## MATERIAL PROVIDED
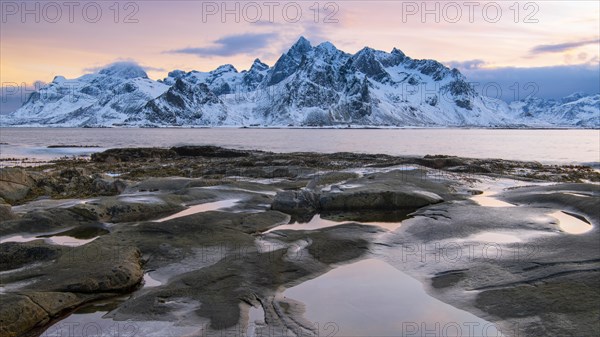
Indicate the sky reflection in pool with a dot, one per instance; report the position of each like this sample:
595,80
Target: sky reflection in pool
372,298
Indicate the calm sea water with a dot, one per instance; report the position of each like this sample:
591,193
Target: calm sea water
547,146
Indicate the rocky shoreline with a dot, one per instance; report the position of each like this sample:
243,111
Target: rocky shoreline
214,264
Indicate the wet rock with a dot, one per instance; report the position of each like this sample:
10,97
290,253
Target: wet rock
44,221
6,212
208,151
19,314
15,184
18,254
132,154
99,269
368,198
124,208
296,202
561,305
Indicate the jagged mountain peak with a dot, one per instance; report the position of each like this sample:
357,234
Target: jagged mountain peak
300,48
258,65
226,68
308,85
125,70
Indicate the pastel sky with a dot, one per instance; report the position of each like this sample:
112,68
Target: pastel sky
476,37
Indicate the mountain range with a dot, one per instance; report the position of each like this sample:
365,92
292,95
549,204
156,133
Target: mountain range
307,86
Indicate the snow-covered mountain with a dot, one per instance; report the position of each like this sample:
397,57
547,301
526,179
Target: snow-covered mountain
574,110
112,96
307,86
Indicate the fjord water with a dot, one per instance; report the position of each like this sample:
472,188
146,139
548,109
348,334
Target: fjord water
547,146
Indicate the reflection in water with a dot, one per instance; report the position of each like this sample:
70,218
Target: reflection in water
91,320
388,220
372,298
256,317
570,223
74,237
209,206
507,236
150,282
487,199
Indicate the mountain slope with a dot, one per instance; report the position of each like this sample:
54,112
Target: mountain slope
111,96
307,86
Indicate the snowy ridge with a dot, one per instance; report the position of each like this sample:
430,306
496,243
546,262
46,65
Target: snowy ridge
307,86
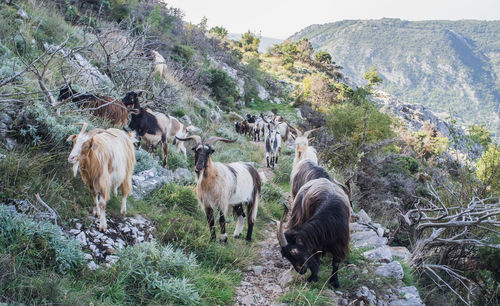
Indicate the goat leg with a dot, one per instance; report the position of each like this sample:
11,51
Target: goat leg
334,279
209,212
222,223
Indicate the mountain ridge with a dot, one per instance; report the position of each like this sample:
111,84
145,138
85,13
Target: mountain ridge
445,65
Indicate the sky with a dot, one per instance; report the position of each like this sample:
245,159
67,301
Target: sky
282,18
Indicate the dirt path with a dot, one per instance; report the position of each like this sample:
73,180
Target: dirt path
268,277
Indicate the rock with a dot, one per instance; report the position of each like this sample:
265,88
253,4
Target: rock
364,217
400,253
247,300
392,270
10,144
410,297
368,239
368,294
263,94
82,238
285,278
380,231
381,254
22,14
92,265
186,119
257,270
215,115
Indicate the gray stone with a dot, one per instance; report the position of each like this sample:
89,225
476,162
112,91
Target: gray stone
10,144
257,270
368,239
92,265
410,297
368,294
364,216
392,270
400,253
285,278
382,254
22,14
186,119
82,238
247,300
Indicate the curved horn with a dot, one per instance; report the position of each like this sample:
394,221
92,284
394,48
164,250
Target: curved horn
306,134
299,133
84,126
262,116
195,138
281,235
210,141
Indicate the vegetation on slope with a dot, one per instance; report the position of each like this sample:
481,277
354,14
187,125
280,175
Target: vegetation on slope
450,66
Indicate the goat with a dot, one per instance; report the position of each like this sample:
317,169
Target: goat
106,160
319,224
159,63
273,145
258,128
150,127
302,148
105,107
221,186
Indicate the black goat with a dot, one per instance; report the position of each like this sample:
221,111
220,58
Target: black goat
319,224
148,126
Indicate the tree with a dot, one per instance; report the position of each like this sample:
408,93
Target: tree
250,42
203,25
488,168
305,50
372,77
219,31
323,57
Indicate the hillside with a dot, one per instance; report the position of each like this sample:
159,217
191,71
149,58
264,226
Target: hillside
265,42
446,65
410,202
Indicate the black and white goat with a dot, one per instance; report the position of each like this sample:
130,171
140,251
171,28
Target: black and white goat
273,145
224,186
150,127
319,224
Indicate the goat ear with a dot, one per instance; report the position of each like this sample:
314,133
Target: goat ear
71,137
291,236
88,144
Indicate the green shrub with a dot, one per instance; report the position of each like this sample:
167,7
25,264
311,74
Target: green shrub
223,87
37,245
154,273
175,196
282,174
183,53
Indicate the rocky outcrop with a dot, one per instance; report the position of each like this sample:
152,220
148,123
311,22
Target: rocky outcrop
146,181
102,248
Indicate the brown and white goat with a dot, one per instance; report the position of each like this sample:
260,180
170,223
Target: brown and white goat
106,160
105,107
319,224
224,186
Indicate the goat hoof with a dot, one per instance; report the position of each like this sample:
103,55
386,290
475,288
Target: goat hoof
335,283
312,279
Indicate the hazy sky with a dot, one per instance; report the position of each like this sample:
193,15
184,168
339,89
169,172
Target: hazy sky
282,18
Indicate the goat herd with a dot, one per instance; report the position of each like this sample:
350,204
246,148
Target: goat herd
320,212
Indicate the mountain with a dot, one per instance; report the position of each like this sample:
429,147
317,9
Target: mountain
265,42
445,65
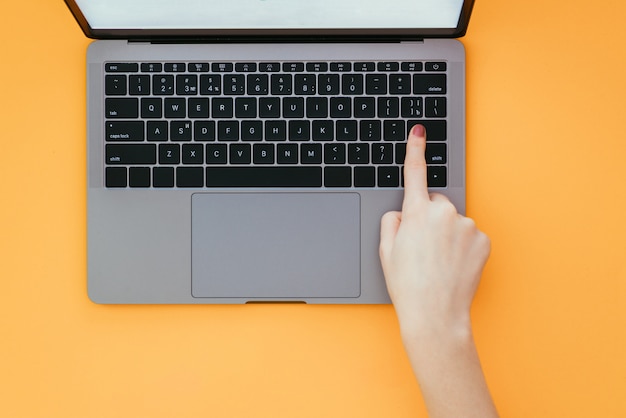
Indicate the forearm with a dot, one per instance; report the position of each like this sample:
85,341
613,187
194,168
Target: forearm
449,373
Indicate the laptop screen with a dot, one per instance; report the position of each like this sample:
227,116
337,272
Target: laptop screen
215,17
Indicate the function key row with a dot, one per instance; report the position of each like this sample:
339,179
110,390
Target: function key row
275,84
271,67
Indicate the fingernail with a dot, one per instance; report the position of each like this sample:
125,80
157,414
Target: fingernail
418,130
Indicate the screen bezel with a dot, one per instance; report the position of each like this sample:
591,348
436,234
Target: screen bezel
285,35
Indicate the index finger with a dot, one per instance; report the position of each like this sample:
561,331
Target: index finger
415,182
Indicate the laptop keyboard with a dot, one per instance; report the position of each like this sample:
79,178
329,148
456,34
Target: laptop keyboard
271,124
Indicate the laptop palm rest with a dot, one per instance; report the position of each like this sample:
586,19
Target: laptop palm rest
259,246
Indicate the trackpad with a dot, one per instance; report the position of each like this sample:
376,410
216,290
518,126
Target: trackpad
276,245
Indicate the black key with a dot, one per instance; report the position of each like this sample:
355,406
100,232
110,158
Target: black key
210,84
436,153
193,154
293,107
370,130
323,130
305,84
158,130
388,176
316,107
364,177
401,152
116,177
222,108
169,154
124,131
264,176
245,67
352,84
364,66
328,84
435,66
346,130
251,130
198,108
269,67
198,67
376,84
258,84
151,67
189,177
340,66
139,85
299,130
429,84
311,153
139,176
436,176
204,130
281,84
234,84
240,154
187,85
175,67
130,154
316,67
388,66
227,130
269,107
216,154
180,131
263,154
175,108
121,67
412,107
436,130
162,84
393,130
115,85
400,83
388,107
435,107
412,66
337,176
364,107
340,107
358,154
287,154
334,153
222,67
245,107
275,130
122,108
163,176
382,153
151,107
293,67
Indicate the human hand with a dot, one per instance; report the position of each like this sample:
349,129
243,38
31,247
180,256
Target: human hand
432,257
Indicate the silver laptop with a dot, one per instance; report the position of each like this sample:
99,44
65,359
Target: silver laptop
245,151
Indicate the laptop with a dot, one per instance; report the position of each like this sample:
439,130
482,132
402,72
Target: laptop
245,151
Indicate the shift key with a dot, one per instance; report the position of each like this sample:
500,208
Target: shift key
129,154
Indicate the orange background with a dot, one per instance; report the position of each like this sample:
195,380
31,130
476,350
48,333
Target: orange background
546,180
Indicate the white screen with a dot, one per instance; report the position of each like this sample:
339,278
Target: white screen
270,14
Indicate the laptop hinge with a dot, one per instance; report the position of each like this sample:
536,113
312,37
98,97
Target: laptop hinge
274,40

## TASK DIRECTIONS
Rewrite every line in the stretch from the line containing "Indicate the laptop hinge" through the end of the data, requests included. In the answers only, multiply each point coordinate by 2.05 and round it to a whole number, with halves rounded up, leaving the requests and their format samples unchanged.

## OUTPUT FOR THIS EXERCISE
Indicate the laptop hinge with a dot, one per instance; report the position of each like this sample:
536,113
312,37
98,97
Target: laptop hinge
562,82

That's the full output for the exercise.